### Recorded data
• • • •

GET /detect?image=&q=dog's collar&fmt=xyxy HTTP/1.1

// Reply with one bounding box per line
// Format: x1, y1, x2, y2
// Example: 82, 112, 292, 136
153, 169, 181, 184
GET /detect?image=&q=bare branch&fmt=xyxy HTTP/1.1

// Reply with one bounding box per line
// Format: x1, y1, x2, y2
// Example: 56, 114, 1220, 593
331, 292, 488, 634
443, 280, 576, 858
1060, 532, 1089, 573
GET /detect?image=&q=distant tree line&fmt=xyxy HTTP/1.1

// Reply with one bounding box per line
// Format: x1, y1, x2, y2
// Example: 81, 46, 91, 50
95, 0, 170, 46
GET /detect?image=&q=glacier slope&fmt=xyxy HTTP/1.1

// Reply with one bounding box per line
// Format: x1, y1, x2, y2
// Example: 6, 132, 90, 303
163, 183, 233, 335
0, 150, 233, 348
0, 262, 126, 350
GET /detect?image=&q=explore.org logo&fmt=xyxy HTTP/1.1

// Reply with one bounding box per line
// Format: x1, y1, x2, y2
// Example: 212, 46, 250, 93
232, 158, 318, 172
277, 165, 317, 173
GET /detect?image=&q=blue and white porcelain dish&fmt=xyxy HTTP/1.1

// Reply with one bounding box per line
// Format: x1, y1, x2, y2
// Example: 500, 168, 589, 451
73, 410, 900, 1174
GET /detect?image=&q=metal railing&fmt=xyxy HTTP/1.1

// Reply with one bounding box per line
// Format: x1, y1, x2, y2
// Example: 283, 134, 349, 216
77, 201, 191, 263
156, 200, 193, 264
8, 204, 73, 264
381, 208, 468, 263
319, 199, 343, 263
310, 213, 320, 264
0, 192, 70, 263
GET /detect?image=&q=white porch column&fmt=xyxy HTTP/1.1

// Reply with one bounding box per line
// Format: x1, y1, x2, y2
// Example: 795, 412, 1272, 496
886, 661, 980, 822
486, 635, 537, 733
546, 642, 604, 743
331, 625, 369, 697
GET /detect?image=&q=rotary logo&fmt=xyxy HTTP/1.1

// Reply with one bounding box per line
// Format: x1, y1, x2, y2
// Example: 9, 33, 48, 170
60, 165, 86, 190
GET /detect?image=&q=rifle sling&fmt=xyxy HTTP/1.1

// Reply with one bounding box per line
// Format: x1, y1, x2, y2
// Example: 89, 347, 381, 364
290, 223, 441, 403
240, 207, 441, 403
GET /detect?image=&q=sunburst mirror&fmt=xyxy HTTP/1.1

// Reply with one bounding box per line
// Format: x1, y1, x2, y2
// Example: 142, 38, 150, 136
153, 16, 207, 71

• • • •

Reproduce the listing from its first line through the line containing "1060, 532, 1089, 573", with both of those lines included.

### Solution for this problem
GET /detect?image=&q=dog's collar&fmt=xyxy HTTP/1.1

// Reply with one bounding box per line
// Format: x1, y1, x2, y2
// Example: 82, 112, 292, 136
153, 169, 181, 184
GET /detect?image=&q=bare branch&fmt=xyxy HTTP/1.1

// Reply with one bounding box per line
// Format: x1, y1, x2, y2
// Example: 56, 114, 1220, 593
331, 292, 488, 634
443, 280, 576, 858
1060, 532, 1089, 573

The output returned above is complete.